Work to do ▸
Show each line below that contains the string "sponsor", copying every such line in full. Case counts.

───── Task inputs ─────

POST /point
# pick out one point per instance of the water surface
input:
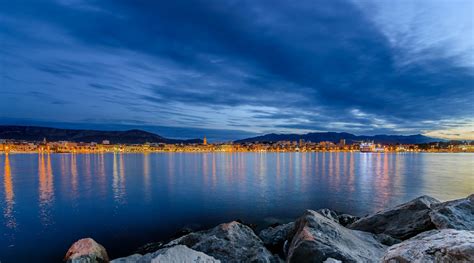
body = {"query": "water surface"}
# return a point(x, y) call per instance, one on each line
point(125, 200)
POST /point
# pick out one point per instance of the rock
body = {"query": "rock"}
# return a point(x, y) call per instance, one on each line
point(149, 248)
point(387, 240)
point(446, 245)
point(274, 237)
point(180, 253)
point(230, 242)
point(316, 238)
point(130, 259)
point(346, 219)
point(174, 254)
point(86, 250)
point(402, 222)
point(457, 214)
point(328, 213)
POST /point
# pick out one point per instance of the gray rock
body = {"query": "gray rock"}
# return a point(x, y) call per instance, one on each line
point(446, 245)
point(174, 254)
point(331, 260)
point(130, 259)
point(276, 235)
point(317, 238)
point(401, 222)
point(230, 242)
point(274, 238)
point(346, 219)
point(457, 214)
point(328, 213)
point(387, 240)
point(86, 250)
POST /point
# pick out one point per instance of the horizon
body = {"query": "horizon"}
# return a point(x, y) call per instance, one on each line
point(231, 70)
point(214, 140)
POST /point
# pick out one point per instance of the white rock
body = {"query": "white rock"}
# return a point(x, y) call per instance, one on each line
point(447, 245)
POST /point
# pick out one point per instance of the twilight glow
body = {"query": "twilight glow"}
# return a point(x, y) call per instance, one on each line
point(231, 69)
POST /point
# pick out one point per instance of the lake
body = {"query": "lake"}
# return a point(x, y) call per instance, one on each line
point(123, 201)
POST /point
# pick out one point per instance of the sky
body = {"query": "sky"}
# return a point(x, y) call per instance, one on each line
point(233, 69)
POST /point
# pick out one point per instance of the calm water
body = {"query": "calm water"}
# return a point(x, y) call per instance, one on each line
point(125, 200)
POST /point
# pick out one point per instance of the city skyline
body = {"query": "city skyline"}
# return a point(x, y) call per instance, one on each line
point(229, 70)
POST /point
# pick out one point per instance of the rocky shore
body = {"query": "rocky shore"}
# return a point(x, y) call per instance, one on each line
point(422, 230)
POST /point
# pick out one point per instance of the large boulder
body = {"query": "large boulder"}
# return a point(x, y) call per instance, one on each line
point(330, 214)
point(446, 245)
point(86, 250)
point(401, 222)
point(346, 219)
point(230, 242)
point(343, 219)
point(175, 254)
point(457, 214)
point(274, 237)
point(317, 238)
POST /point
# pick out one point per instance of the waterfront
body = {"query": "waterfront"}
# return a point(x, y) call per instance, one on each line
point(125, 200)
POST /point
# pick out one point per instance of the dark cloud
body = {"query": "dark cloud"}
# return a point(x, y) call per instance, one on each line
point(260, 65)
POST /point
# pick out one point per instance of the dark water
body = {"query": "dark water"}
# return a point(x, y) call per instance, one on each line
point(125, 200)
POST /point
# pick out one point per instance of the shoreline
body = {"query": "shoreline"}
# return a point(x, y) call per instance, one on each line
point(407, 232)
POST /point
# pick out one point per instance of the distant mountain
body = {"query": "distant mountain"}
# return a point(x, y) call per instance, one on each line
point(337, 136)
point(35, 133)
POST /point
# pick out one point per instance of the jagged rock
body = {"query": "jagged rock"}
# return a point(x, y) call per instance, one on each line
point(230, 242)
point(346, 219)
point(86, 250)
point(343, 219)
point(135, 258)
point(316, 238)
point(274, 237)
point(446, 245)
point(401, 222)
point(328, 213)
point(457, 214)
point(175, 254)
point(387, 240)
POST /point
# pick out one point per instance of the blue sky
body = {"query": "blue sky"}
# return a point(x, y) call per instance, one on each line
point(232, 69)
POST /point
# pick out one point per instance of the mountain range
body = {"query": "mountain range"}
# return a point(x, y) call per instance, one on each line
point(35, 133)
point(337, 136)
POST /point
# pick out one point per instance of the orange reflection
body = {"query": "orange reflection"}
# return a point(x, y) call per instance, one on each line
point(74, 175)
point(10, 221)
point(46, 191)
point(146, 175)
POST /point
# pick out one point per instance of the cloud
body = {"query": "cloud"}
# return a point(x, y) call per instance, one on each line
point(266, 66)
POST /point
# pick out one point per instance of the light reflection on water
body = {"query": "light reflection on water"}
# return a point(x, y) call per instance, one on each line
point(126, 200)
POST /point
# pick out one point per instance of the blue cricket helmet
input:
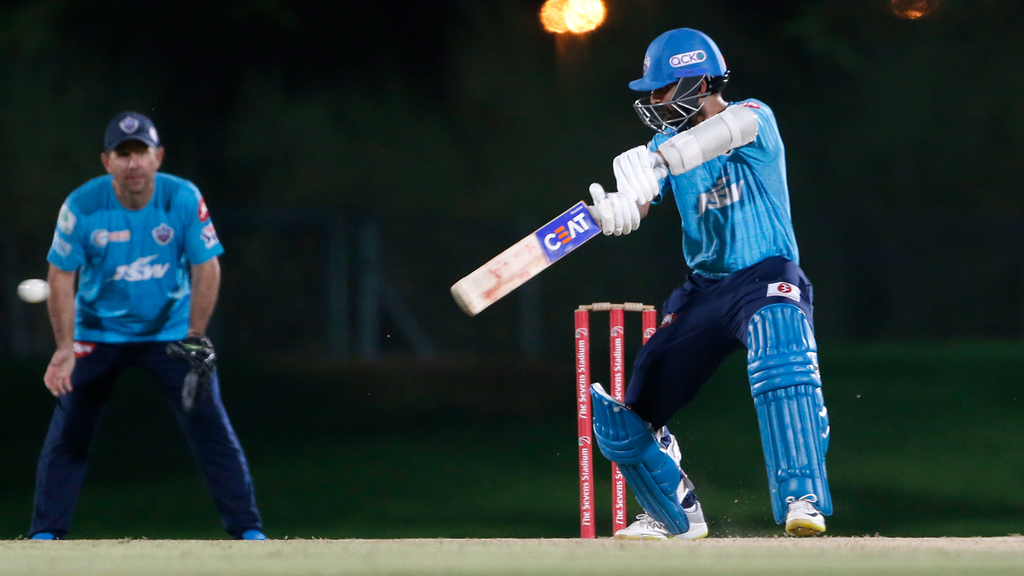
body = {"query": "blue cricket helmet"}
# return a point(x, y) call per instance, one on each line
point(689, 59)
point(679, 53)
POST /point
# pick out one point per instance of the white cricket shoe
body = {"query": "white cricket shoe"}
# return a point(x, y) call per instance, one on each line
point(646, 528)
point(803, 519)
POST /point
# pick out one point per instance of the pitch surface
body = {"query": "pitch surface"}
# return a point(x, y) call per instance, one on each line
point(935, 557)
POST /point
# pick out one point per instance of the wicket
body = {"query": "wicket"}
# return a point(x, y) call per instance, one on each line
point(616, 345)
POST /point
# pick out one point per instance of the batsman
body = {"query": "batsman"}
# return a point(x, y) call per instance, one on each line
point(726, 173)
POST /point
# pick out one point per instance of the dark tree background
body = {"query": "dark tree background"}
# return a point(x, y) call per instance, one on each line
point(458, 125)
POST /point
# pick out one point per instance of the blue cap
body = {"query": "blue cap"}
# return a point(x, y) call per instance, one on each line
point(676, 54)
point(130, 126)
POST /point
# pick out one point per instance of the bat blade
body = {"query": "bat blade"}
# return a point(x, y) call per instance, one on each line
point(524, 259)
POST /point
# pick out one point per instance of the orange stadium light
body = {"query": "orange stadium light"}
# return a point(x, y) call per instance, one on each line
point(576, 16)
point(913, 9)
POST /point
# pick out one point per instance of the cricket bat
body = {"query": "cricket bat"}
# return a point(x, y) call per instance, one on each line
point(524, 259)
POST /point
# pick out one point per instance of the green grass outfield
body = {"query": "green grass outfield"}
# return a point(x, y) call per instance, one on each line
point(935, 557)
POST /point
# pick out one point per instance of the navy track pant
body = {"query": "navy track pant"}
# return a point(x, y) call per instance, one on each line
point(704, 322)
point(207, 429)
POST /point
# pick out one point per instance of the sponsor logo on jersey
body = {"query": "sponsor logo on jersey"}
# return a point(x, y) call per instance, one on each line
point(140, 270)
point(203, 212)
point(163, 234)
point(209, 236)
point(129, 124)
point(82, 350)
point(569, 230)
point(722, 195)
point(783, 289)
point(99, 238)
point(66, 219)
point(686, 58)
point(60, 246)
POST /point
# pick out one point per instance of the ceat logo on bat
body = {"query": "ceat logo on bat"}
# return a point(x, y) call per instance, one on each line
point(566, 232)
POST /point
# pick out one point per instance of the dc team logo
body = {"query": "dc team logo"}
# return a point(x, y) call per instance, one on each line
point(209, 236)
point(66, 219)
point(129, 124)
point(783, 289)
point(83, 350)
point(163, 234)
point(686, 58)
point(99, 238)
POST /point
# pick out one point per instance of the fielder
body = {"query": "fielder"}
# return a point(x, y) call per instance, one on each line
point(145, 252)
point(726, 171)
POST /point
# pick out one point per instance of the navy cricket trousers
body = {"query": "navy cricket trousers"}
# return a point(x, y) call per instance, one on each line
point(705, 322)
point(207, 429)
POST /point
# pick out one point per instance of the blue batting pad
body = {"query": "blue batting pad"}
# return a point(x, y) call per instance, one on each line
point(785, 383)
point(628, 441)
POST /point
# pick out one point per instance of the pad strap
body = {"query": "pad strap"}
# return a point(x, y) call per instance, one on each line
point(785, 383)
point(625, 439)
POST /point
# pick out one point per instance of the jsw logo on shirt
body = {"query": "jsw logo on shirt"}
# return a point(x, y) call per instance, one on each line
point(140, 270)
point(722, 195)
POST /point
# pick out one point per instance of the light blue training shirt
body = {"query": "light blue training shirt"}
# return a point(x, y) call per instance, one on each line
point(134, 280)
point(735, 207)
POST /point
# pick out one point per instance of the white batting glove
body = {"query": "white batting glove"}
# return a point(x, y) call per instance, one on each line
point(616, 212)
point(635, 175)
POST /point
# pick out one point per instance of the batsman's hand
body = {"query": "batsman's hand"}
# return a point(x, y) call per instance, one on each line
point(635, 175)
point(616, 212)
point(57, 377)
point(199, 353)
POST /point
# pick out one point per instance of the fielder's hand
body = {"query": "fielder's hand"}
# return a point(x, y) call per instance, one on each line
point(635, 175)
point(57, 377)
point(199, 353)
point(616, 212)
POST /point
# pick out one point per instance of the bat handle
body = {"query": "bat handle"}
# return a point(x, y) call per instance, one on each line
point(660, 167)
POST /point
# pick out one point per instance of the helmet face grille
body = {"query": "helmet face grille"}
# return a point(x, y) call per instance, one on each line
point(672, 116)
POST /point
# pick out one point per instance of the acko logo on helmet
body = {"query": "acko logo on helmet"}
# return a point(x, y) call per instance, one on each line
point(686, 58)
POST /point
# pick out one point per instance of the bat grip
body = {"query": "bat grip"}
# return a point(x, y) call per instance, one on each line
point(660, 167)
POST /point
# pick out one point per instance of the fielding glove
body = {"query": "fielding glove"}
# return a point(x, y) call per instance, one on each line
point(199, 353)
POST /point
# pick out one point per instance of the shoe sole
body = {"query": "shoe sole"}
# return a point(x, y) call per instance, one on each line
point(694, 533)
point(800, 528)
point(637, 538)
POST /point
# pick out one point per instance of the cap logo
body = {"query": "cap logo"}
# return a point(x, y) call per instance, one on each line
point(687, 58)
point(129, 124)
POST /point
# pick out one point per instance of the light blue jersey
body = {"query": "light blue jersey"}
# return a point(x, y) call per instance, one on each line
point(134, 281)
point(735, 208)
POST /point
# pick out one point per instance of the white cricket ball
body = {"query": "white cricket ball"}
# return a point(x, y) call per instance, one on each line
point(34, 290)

─────

Reply ▸
# pick out one point per instance of the sponsor logo on jersey
body = {"query": "sponsor logo on jersey"}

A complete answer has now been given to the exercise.